§ **Exercise**:
Once you reach the line containing "Target: the glass coffee table" in the data below, restate each line word for word up to and including the one containing "[indicate] the floor".
[Opening Records provided section]
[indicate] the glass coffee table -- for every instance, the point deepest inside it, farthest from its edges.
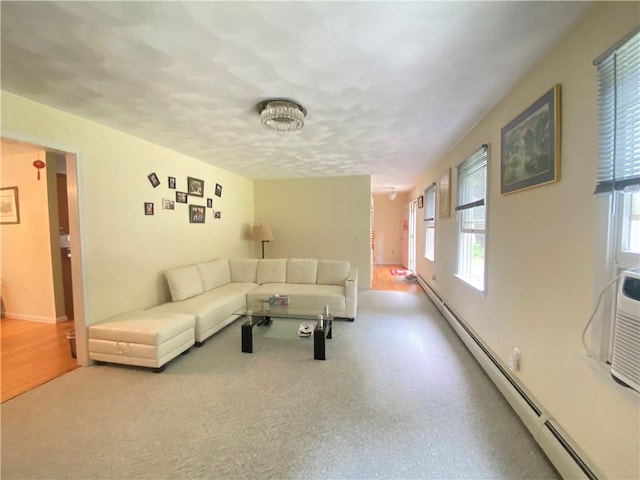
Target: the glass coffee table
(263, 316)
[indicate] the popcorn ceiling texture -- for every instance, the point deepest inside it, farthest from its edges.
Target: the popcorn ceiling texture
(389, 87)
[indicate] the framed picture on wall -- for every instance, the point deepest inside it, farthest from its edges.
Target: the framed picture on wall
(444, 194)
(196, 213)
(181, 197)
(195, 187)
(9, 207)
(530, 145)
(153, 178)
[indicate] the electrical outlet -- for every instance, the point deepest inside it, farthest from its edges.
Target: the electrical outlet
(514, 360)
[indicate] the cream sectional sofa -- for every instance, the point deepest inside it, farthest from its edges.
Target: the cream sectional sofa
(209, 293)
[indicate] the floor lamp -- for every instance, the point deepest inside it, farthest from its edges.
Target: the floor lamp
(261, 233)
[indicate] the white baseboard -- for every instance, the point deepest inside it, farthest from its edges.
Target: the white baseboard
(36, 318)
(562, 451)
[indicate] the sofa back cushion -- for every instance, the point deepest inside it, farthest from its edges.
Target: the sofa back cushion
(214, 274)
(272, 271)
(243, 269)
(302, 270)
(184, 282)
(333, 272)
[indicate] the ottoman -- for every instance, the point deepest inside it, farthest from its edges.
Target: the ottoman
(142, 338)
[Closing Records provided section]
[Opening Records provided section]
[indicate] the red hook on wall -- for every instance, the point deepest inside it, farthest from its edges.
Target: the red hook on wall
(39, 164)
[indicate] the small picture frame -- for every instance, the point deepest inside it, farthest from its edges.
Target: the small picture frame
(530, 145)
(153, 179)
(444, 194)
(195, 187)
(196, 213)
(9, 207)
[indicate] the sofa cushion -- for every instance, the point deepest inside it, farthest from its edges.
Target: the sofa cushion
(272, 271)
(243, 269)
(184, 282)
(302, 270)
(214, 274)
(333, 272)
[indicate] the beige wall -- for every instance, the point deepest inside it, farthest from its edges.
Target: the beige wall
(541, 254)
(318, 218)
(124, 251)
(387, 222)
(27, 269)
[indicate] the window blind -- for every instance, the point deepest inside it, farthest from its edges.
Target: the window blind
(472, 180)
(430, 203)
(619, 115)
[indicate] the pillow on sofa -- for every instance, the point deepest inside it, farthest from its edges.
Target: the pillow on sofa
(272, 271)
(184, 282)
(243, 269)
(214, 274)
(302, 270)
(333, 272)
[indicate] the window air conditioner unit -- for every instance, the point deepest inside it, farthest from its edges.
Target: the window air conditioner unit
[Closing Records provided section]
§ **Result of the task**:
Target: the glass coffee table
(263, 316)
[indicate] the popcorn ceiling texture -- for every instance, the point deepest inside it, farthest from its edges.
Target: the popcorn ceiling texture
(389, 87)
[indicate] the framed picture on wall -- for every instance, the point deepest inside it, farthest from its edges.
Target: the framed picture on wall
(444, 194)
(196, 213)
(181, 197)
(195, 187)
(9, 207)
(530, 145)
(153, 178)
[indicate] the electrical outlet -- for every instance, the point deepest inside it, farthest from its edges.
Target: the electrical outlet
(514, 360)
[indicate] the cream sectional sofa -- for every instance, the point deepest inside it, farthest from its edges.
Target: the cream sectional sofa
(209, 293)
[indicate] the floor lamp -- for every instance, the point deepest inside it, farthest from its edges.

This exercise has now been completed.